_Exercise directions_. Please quote the data below word for word, every line of it.

** begin Supplied material **

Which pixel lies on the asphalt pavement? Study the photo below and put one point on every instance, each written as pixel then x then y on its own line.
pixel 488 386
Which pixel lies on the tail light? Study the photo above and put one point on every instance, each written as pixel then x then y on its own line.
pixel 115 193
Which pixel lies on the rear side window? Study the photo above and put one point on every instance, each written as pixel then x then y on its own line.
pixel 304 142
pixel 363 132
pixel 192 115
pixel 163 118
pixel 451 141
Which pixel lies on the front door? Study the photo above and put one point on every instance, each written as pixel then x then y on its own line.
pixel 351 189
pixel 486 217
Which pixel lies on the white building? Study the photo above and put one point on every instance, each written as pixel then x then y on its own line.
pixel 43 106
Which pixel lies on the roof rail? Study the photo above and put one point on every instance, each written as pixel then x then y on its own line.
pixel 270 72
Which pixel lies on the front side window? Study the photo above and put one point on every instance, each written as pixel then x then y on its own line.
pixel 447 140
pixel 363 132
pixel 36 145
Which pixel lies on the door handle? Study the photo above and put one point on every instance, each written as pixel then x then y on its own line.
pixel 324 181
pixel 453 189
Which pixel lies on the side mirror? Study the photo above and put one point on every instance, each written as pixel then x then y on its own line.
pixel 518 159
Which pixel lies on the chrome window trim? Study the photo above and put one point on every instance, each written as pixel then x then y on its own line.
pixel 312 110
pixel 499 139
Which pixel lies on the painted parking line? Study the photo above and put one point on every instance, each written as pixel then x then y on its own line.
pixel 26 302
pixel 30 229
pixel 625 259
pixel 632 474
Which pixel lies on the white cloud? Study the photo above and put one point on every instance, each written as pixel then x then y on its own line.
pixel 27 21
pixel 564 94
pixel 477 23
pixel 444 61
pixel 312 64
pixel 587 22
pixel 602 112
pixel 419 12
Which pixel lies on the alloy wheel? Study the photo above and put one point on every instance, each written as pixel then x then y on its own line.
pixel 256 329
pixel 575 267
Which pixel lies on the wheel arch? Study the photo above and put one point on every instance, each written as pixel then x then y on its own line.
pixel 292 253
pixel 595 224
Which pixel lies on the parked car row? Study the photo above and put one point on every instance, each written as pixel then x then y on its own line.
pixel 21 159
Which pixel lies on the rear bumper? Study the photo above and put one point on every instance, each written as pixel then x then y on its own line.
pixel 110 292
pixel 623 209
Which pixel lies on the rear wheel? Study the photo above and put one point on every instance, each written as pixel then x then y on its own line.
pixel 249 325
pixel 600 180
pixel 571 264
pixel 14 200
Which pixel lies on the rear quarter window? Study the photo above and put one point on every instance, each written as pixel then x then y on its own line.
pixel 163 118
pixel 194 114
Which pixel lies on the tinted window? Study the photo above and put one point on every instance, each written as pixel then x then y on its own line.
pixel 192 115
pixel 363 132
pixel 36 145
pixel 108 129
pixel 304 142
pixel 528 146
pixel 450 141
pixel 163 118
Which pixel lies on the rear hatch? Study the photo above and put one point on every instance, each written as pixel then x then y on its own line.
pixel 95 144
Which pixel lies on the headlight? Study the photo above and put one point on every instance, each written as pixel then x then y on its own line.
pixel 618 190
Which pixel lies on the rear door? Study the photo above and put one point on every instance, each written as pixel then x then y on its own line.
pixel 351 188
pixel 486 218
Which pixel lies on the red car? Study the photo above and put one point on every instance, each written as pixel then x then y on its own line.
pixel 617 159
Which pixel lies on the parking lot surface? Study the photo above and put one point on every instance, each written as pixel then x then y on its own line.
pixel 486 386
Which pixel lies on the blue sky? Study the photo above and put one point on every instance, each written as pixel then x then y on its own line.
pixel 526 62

** end Supplied material **

_Output for this exercise_.
Which pixel lies on the asphalt pavement? Study the photo below and put one point on every instance, each written as pixel then x then y on its own line.
pixel 488 386
Which pixel lies on the tail light? Study the photo above and put one point on every instance, each written as pixel then x then y on its own line.
pixel 115 193
Which pixel lies on the rear side window? Study the photo above and put one point on every instance, each written as pixel then x then y on its own line.
pixel 304 142
pixel 363 132
pixel 192 115
pixel 163 118
pixel 451 141
Which pixel lies on the front door? Study the photo above and put one point on every instance, each written as pixel then x then y on its own line.
pixel 351 189
pixel 486 217
Which pixel lies on the white building? Study the photo above and put one point on every instance, each written as pixel then x then y on its own line.
pixel 43 106
Which pixel lies on the roof rail? Study the photo above and put one point on every instance, each written as pixel then x then y on its own line.
pixel 270 72
Which pixel lies on the front side window? Study the photo above and put one point on every instance, each written as pixel then x then y on its own line.
pixel 447 140
pixel 363 132
pixel 36 145
Which pixel lies on the door handle? Study the photo above and put one point on every instance, each written as pixel then x then y on its own line.
pixel 324 181
pixel 453 189
Which pixel lies on the side mirror? Study the photo above and put one point on every instance, each written as pixel then x then y on its own line.
pixel 518 159
Which pixel lies on the chrome window trim? Study the photo above and put one point on every instance, each written as pixel then x then y on its own line.
pixel 312 110
pixel 499 139
Which pixel lies on the painted parking line? Study the photo above and put one point on every instance, each written as pixel then x then y on its own line.
pixel 26 302
pixel 30 229
pixel 625 259
pixel 632 474
Which pixel lies on the white cloud? Study the photo above and put one point on every instance, each written as pixel then x then y on its own line.
pixel 27 21
pixel 564 94
pixel 477 23
pixel 444 61
pixel 312 64
pixel 587 22
pixel 602 112
pixel 419 12
Which pixel lies on the alloy wheel? Study the photo above and put one point on every instance, each written as pixel then x then y on its own line.
pixel 256 329
pixel 575 267
Which pixel lies on the wheel arch? Study the photo above and put one point on every instance, each written as pixel then x then y on its own line.
pixel 292 253
pixel 595 224
Which pixel lies on the parked car row? Study the photo above and put one point on every instance, each written as pixel then x then y on its own line.
pixel 21 159
Which pixel lies on the rear bumper? Study the photo above and put one point on every instance, each written as pixel then x then y on its own line.
pixel 110 292
pixel 623 209
Which pixel lies on the rear wheel? Study the photo above and put one point on every instance, each written as pixel then x then y on its own line.
pixel 249 325
pixel 600 180
pixel 571 264
pixel 14 200
Which pixel lies on the rear quarter window? Study the photo above and put one point on every instance, each written as pixel then x then y on its own line.
pixel 163 118
pixel 194 114
Which pixel lies on the tinted window? Study the photo above and put one point on every instance, each written as pixel then x then y on its own line.
pixel 192 115
pixel 363 132
pixel 36 145
pixel 108 129
pixel 304 142
pixel 528 146
pixel 450 141
pixel 163 118
Which pixel lies on the rear hatch? Study the photo above and put one point on every instance, each written as pixel then x then y on its own line.
pixel 95 144
Which pixel lies on the headlight? Study the photo above and put one point on every instance, each written as pixel then x then y on its own line.
pixel 618 190
Which pixel lies on the rear door? Study the photo above and put one point on every instance, each written as pixel then x then y on its own line.
pixel 351 188
pixel 486 218
Which pixel lies on the red car? Study the photo above and put one point on every instance, each written as pixel then x then y on its own line.
pixel 617 159
Which pixel lies on the parking lot surface? Study the photo above and put one point on every instance, each written as pixel then x then y on its own line.
pixel 486 386
Which pixel lies on the blue sky? Study the photo above and put one point on every instance, each written as pixel then x then y on its own line.
pixel 526 62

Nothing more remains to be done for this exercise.